• [Supplied material]:

.....

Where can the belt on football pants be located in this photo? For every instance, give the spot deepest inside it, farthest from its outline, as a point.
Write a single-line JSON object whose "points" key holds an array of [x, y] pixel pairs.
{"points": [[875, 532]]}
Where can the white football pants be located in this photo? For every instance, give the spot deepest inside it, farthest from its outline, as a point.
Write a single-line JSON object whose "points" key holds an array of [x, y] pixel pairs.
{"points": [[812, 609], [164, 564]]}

.....

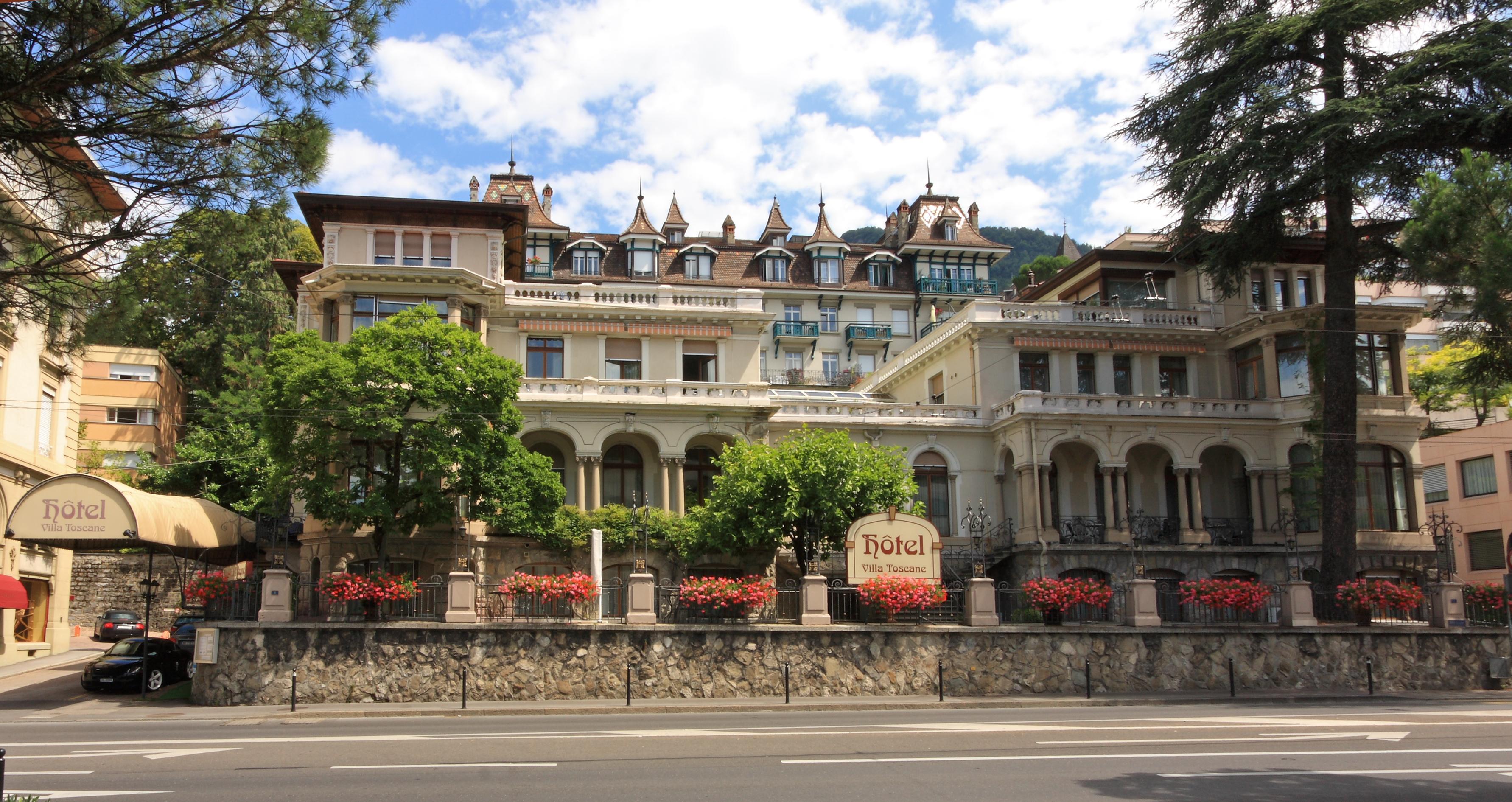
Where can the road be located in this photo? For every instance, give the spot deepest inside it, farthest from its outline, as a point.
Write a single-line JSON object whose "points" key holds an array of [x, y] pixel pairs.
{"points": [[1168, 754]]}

.....

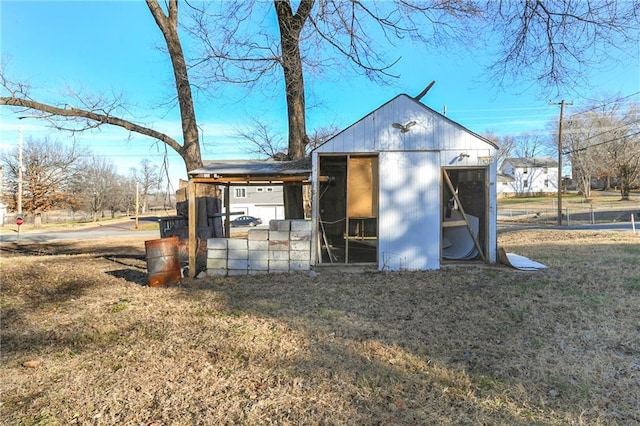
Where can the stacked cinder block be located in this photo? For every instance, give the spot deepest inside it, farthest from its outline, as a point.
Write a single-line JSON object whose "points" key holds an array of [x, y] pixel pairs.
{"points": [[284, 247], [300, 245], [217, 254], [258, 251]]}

.....

• [Directions for this task]: Each line of the data above containing the string "from" is to be copied.

• [Response]:
Where can the belt on football pants be located in this photo? For every instance, give the spot deepest inside it, farthest from its outline, as a point.
Where can the white football pants be located in this photo? For every instance, give the spot deepest inside it, farthest from its outline, as a point.
Where can the road be located in this photo? For every instance, give the spot deepest inside it, farthest from its outline, as a point.
Where can the stacked cinder block be located in this photo? For every instance, give the spot deepest inside it, farthest from its outline, as a point.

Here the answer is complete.